Exercise details:
Could you render all of the data below as a numbered list, leaving out the blank lines?

---+---

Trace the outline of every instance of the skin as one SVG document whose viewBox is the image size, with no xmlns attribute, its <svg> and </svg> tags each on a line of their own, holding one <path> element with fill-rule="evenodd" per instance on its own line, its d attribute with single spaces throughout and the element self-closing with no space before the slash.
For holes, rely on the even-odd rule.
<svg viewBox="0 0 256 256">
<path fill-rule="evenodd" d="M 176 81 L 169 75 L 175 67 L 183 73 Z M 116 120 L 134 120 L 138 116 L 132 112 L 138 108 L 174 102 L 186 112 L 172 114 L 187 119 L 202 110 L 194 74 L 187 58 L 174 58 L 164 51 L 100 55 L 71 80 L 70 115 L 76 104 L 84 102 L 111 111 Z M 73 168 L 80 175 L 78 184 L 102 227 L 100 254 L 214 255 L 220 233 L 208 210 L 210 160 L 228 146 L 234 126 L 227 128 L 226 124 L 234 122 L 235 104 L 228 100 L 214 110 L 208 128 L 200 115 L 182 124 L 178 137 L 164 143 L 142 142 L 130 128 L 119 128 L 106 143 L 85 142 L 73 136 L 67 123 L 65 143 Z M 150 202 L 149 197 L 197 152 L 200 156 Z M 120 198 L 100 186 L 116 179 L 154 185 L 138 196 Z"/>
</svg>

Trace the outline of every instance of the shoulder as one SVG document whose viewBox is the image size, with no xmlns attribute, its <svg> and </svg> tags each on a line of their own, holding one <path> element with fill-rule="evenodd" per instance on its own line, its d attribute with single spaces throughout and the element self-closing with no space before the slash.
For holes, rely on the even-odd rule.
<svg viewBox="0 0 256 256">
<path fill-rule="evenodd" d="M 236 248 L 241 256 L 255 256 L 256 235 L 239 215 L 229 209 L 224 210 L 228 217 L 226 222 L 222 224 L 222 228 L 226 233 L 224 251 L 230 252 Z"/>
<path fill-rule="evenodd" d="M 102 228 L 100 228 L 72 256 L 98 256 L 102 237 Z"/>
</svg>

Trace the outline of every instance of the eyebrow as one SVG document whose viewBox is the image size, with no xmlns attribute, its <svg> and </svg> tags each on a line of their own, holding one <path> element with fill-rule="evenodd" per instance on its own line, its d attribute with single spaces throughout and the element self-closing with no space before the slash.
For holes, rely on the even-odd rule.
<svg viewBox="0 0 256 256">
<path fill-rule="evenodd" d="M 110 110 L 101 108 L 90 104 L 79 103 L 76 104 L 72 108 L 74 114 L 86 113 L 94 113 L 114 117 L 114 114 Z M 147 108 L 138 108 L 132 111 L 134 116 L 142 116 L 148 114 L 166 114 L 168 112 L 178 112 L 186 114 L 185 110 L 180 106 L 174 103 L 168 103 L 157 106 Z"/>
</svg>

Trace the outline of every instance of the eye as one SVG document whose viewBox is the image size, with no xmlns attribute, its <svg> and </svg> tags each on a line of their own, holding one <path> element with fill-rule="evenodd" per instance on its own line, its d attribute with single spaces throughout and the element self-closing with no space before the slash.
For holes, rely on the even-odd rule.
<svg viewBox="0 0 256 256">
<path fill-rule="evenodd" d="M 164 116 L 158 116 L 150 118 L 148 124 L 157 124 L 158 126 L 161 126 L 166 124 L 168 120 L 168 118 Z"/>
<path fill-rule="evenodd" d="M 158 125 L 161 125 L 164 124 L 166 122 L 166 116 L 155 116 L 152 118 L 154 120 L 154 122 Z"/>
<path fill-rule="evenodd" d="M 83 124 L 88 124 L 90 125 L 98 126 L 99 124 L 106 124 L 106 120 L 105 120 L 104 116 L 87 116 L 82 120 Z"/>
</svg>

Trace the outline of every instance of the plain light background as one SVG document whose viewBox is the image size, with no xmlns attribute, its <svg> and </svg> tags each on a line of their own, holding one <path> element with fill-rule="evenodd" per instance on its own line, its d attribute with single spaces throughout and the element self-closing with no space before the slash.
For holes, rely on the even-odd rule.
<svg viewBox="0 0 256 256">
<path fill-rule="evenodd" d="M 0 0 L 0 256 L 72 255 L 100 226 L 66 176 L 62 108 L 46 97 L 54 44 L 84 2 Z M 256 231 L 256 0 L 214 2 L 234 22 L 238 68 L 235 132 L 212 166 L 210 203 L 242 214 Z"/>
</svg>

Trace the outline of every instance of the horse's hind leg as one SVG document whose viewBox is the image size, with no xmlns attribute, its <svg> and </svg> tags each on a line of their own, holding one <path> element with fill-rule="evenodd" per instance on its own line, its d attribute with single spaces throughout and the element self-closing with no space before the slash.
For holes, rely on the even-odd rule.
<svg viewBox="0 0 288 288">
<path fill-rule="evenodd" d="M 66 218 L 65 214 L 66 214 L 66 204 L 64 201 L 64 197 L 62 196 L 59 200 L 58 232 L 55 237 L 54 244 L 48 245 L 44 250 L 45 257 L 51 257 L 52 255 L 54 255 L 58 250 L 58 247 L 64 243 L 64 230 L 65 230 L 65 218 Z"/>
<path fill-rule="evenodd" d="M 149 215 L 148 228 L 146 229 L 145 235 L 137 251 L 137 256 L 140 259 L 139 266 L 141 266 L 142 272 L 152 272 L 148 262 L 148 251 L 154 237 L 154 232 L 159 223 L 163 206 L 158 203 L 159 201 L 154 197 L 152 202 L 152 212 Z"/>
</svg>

---+---

Result of the exercise:
1. Trace the outline of every instance of the skin as one SVG document whose viewBox is the image size, with no xmlns attribute, its <svg> and </svg> tags each on a line of their own, holding one <path> element with fill-rule="evenodd" per instance on its own line, its d attribute with single spaces throughout and the element self-closing with no space before the slash.
2. For holes, rely on the even-odd rule.
3. <svg viewBox="0 0 256 256">
4. <path fill-rule="evenodd" d="M 176 81 L 169 75 L 175 67 L 183 73 Z M 116 120 L 134 120 L 138 116 L 132 112 L 138 108 L 174 102 L 186 112 L 172 114 L 187 119 L 202 110 L 194 74 L 187 58 L 174 58 L 164 51 L 100 55 L 71 80 L 70 115 L 76 104 L 84 102 L 111 111 Z M 73 168 L 80 175 L 78 184 L 102 227 L 100 254 L 214 255 L 220 233 L 208 210 L 210 160 L 228 146 L 234 126 L 227 128 L 226 124 L 234 122 L 235 104 L 228 100 L 214 110 L 208 128 L 200 115 L 182 124 L 178 137 L 164 143 L 142 142 L 130 128 L 119 128 L 106 143 L 85 142 L 73 136 L 67 123 L 65 143 Z M 150 202 L 149 197 L 197 152 L 200 156 Z M 120 198 L 100 186 L 116 179 L 154 185 L 138 196 Z"/>
5. </svg>
6. Trace the outline of every instance of the shoulder as one SVG document whose viewBox is the image size, with no xmlns attribute, its <svg> and </svg> tags each on a line of their own, holding one <path> element with fill-rule="evenodd" per instance on its own line, its d attribute with single spaces throughout and the element self-closing with no space before the slash.
7. For holes, rely on the even-odd rule.
8. <svg viewBox="0 0 256 256">
9. <path fill-rule="evenodd" d="M 236 248 L 241 256 L 255 256 L 256 235 L 239 215 L 229 209 L 224 210 L 228 217 L 226 222 L 222 224 L 222 228 L 226 233 L 224 251 L 230 252 Z"/>
10. <path fill-rule="evenodd" d="M 102 228 L 100 228 L 72 256 L 98 256 L 102 237 Z"/>
11. </svg>
12. Trace the outline of every instance of the eyebrow as one SVG document whose viewBox is the image size, with no xmlns attribute, its <svg> and </svg> tags each on a line of their own, holding one <path> element with fill-rule="evenodd" per instance on its own line, its d attribute with single spaces throughout and the element self-closing with no space before the slash.
13. For holes, rely on the even-odd rule.
14. <svg viewBox="0 0 256 256">
15. <path fill-rule="evenodd" d="M 110 110 L 101 108 L 90 104 L 79 103 L 76 104 L 72 108 L 74 114 L 86 113 L 94 113 L 114 117 L 114 114 Z M 147 108 L 138 108 L 132 111 L 134 116 L 142 116 L 148 114 L 166 114 L 168 112 L 178 112 L 186 114 L 185 110 L 180 106 L 174 103 L 168 103 L 157 106 Z"/>
16. </svg>
17. Trace the outline of every instance of the eye as one SVG document whose viewBox is the image size, with no xmlns attribute, its <svg> and </svg> tags each on a line of their own, holding one <path> element with fill-rule="evenodd" per instance on its own line, its d attribute with single spaces throughout and the element self-closing with no space before the slash.
18. For holes, rely on the even-odd rule.
19. <svg viewBox="0 0 256 256">
20. <path fill-rule="evenodd" d="M 164 116 L 158 116 L 150 118 L 148 124 L 157 124 L 158 126 L 161 126 L 166 124 L 168 120 L 168 118 Z"/>
21. <path fill-rule="evenodd" d="M 158 125 L 161 125 L 164 124 L 166 122 L 166 116 L 155 116 L 152 118 L 154 120 L 154 122 Z"/>
22. <path fill-rule="evenodd" d="M 83 124 L 88 124 L 90 125 L 98 126 L 99 124 L 106 124 L 106 120 L 105 120 L 104 116 L 87 116 L 82 120 Z"/>
23. </svg>
24. Trace the outline of every instance of the plain light background as one SVG document whose viewBox is the image size, with no xmlns attribute, its <svg> and </svg> tags each on a line of their own, holding one <path> element with fill-rule="evenodd" per instance on its own line, its d attribute with single spaces throughout and the element self-closing with no space before the slash.
25. For holes, rely on the even-odd rule.
26. <svg viewBox="0 0 256 256">
27. <path fill-rule="evenodd" d="M 0 0 L 0 256 L 72 255 L 100 226 L 66 176 L 62 108 L 46 97 L 54 44 L 84 2 Z M 256 231 L 256 0 L 214 2 L 234 22 L 238 68 L 235 132 L 212 166 L 210 203 L 242 214 Z"/>
28. </svg>
29. Trace the outline of every instance of the horse's hind leg as one SVG document whose viewBox is the image size, with no xmlns attribute, its <svg> and </svg> tags each on a line of their own, holding one <path> element with fill-rule="evenodd" per instance on its own line, its d attribute with single spaces throughout and the element self-closing with no space before the slash.
30. For holes, rely on the even-odd rule.
31. <svg viewBox="0 0 288 288">
32. <path fill-rule="evenodd" d="M 66 218 L 65 214 L 66 214 L 66 204 L 64 201 L 64 197 L 62 196 L 59 200 L 58 232 L 55 237 L 54 244 L 48 245 L 44 250 L 45 257 L 51 257 L 52 255 L 54 255 L 58 250 L 58 247 L 64 243 L 64 230 L 65 230 L 65 218 Z"/>
33. <path fill-rule="evenodd" d="M 149 215 L 148 228 L 146 229 L 145 235 L 137 251 L 137 256 L 140 259 L 139 266 L 141 266 L 142 272 L 152 272 L 148 262 L 148 251 L 154 237 L 154 232 L 159 223 L 163 206 L 158 203 L 159 201 L 154 197 L 152 202 L 152 212 Z"/>
34. </svg>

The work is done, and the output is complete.